------ Supplied material ------
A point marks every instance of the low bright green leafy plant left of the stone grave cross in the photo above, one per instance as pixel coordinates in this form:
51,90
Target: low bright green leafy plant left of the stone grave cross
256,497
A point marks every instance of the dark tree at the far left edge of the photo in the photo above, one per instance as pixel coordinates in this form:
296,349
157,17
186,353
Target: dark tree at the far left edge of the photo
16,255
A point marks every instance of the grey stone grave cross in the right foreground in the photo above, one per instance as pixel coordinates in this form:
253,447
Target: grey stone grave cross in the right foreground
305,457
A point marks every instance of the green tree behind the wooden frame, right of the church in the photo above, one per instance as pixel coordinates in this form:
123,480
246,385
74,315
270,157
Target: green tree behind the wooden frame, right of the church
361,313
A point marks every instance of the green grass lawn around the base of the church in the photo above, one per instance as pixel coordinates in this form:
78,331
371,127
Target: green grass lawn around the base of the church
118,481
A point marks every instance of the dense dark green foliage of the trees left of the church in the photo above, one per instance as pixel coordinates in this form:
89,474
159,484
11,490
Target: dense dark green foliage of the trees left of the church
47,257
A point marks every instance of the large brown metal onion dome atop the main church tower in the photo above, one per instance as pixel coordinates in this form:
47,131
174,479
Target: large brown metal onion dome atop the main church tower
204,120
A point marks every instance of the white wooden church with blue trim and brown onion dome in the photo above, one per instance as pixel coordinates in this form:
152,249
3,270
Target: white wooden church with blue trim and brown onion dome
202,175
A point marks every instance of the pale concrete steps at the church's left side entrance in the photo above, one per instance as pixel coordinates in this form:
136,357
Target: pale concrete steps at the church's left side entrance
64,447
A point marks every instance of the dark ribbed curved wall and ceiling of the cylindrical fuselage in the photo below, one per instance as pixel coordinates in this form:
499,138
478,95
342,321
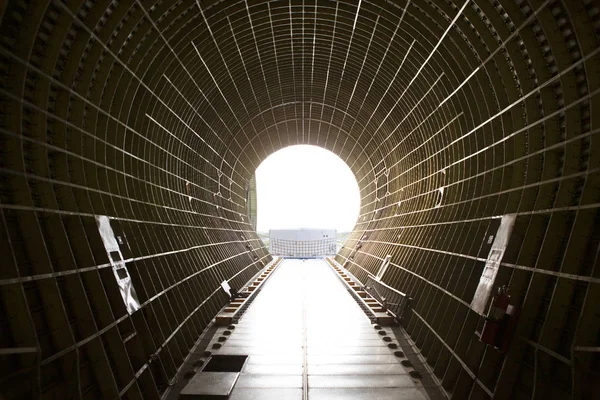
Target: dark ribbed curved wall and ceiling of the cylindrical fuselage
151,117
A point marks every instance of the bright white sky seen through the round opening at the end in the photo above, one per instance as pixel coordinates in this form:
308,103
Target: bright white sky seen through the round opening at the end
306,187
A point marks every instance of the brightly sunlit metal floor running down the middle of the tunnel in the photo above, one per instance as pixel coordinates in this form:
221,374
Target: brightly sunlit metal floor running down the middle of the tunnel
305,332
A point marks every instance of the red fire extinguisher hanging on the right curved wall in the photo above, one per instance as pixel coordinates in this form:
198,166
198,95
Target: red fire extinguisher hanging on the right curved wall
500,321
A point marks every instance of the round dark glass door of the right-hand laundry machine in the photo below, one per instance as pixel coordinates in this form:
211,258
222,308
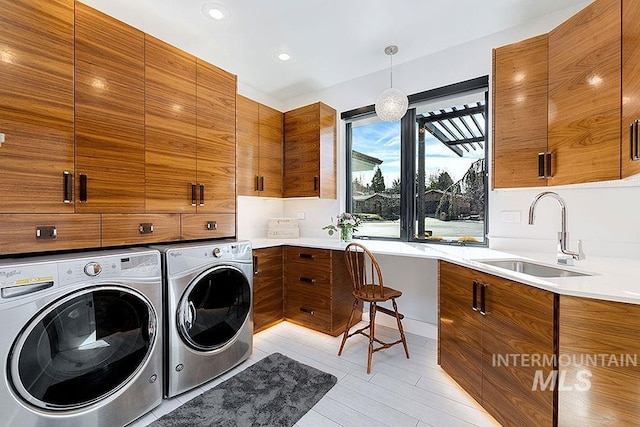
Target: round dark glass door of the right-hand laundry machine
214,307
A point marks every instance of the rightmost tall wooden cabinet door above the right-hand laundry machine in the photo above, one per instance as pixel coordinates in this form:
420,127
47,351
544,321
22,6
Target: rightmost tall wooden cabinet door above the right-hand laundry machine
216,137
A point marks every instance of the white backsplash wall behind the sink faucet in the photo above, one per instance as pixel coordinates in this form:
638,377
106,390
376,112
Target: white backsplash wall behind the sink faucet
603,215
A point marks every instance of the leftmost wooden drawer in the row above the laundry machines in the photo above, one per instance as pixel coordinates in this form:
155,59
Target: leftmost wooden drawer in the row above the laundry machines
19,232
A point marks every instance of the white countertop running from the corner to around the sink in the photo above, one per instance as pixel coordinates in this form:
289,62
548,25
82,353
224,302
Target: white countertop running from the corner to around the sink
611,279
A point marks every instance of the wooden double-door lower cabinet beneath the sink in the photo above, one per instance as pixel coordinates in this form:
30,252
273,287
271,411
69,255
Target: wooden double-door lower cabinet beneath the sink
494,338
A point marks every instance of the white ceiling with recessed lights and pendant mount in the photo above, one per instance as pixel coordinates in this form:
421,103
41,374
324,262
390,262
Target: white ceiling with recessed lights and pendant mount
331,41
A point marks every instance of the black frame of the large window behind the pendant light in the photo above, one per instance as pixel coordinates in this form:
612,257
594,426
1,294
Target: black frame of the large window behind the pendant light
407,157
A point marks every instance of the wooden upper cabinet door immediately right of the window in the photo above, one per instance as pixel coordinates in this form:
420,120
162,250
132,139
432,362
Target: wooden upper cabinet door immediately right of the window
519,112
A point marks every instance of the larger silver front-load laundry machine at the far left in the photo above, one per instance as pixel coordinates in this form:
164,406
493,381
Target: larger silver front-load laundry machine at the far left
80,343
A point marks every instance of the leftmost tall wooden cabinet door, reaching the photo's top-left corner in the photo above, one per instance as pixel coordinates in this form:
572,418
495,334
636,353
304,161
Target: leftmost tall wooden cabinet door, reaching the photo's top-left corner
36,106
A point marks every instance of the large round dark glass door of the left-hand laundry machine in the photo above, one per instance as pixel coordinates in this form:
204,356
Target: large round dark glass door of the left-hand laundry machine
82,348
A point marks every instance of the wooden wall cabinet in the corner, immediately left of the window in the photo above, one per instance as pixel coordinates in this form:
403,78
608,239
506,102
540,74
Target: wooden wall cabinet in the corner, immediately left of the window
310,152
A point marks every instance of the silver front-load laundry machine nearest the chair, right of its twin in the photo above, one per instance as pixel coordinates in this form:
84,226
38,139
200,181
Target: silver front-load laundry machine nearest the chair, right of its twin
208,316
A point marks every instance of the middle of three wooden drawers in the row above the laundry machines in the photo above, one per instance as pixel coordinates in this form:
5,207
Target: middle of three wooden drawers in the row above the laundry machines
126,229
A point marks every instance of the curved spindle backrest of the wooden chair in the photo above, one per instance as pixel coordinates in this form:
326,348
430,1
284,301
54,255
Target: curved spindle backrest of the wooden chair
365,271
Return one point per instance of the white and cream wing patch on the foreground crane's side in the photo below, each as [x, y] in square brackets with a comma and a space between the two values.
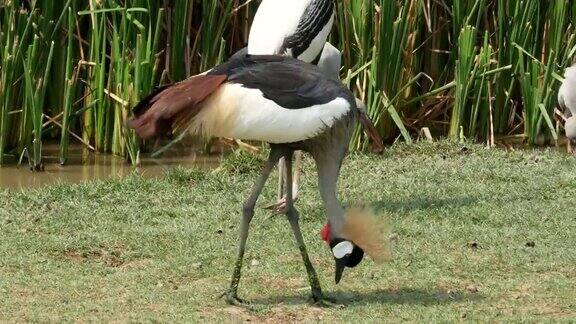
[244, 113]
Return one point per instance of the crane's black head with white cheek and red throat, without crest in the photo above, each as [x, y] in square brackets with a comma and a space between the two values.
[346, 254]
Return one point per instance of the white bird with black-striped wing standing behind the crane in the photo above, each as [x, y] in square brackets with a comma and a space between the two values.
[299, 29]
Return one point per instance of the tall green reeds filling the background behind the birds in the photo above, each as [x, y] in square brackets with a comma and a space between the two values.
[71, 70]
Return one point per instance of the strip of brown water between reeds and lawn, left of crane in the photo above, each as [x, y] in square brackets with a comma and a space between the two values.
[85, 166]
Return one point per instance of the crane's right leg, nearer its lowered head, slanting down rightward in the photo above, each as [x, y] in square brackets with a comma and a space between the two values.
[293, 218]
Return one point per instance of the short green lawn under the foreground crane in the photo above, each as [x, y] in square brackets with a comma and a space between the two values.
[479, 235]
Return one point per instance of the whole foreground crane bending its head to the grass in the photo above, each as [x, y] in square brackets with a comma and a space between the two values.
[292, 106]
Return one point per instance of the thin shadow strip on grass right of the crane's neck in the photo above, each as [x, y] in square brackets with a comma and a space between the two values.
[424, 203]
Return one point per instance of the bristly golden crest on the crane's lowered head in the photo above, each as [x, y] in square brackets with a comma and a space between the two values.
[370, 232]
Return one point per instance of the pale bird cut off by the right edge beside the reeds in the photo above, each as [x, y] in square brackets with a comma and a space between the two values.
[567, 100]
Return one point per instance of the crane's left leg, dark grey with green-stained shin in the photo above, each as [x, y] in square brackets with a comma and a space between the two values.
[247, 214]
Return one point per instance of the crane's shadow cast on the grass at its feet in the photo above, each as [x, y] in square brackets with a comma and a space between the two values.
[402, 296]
------
------ Supplied material ------
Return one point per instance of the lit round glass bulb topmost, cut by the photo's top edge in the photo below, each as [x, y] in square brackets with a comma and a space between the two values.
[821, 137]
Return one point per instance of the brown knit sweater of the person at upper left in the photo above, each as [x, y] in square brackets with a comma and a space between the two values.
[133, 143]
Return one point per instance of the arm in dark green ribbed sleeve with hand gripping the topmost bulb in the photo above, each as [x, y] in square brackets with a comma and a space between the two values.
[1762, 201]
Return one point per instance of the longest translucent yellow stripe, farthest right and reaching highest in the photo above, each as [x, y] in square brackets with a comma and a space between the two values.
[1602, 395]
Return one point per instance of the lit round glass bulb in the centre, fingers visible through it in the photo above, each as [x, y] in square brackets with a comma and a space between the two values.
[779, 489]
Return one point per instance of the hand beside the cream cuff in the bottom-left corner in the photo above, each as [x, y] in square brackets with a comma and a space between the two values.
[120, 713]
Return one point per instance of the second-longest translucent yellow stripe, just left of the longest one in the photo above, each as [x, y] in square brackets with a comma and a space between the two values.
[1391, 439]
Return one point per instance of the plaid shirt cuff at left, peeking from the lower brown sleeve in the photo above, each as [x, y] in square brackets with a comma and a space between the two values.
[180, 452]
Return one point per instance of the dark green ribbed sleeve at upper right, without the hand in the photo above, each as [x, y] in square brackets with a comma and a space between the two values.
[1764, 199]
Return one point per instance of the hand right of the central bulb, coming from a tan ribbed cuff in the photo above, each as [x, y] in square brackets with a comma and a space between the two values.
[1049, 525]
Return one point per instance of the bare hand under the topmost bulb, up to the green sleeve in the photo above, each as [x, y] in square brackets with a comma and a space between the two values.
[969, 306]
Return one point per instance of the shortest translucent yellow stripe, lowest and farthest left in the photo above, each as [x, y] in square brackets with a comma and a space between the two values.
------
------ Supplied material ------
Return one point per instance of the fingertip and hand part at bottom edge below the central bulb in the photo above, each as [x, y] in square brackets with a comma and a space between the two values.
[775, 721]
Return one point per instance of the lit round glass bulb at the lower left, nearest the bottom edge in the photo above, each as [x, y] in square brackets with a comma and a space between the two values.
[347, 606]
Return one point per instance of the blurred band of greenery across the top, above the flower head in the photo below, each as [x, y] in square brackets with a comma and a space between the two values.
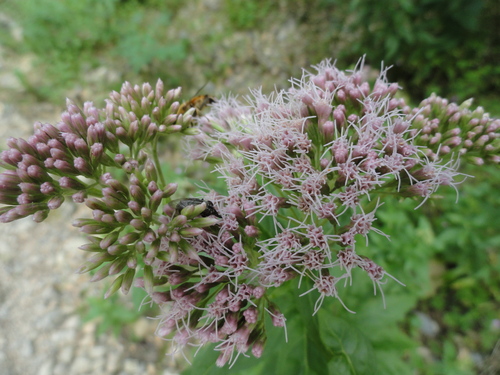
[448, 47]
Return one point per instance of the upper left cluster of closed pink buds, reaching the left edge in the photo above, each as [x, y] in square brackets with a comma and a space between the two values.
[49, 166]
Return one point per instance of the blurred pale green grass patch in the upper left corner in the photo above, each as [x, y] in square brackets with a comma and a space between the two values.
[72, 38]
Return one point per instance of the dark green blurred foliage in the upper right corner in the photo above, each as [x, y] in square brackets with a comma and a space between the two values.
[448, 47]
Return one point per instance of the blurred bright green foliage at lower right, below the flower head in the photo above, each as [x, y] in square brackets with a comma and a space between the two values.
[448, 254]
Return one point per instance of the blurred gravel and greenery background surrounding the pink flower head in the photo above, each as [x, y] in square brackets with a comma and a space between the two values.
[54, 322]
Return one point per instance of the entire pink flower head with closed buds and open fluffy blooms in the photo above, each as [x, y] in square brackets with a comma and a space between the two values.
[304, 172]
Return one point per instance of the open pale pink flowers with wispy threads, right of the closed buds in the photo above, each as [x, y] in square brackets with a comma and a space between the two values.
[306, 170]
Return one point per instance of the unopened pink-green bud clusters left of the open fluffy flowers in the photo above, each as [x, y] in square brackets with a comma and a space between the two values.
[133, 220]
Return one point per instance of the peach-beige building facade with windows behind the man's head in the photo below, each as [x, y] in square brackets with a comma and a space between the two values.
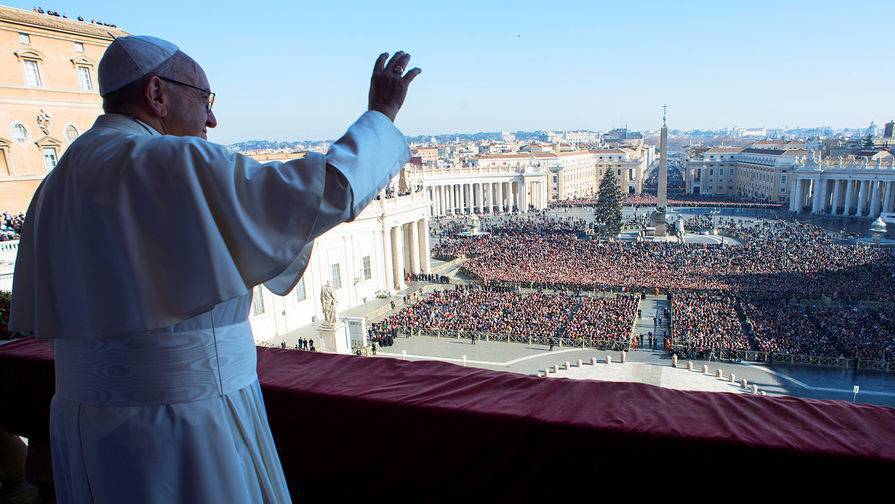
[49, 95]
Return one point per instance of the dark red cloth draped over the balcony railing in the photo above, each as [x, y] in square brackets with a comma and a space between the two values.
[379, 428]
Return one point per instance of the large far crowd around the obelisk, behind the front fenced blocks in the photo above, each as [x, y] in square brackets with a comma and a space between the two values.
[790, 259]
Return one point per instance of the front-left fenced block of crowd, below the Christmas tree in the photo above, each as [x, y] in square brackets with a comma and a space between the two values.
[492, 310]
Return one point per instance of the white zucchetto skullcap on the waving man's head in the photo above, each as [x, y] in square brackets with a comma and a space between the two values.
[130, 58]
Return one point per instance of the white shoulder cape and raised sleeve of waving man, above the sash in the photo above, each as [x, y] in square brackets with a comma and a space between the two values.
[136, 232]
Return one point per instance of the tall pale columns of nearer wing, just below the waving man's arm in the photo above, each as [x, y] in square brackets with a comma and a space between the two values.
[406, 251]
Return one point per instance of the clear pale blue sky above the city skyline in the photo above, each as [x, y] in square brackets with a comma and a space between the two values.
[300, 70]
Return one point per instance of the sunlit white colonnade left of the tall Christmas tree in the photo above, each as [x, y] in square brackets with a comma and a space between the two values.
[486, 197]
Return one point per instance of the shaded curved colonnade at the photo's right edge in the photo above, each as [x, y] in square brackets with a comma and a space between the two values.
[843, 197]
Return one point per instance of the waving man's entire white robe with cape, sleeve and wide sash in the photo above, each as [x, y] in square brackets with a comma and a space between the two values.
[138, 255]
------
*Work to complete:*
Above are the entries. Quote exactly the lines from the one bearing "A point marks every instance of the low" through the one bearing "A point marks every instance of the dark tree".

*Answer:*
A point marks every instance of the low bright green leafy plant left of the stone grave cross in the photo above, one per instance as pixel coordinates in this form:
51,90
Target: low bright green leafy plant left of the stone grave cross
256,497
A point marks every instance of the dark tree at the far left edge of the photo in the photo above, one per instance as pixel coordinates in this form:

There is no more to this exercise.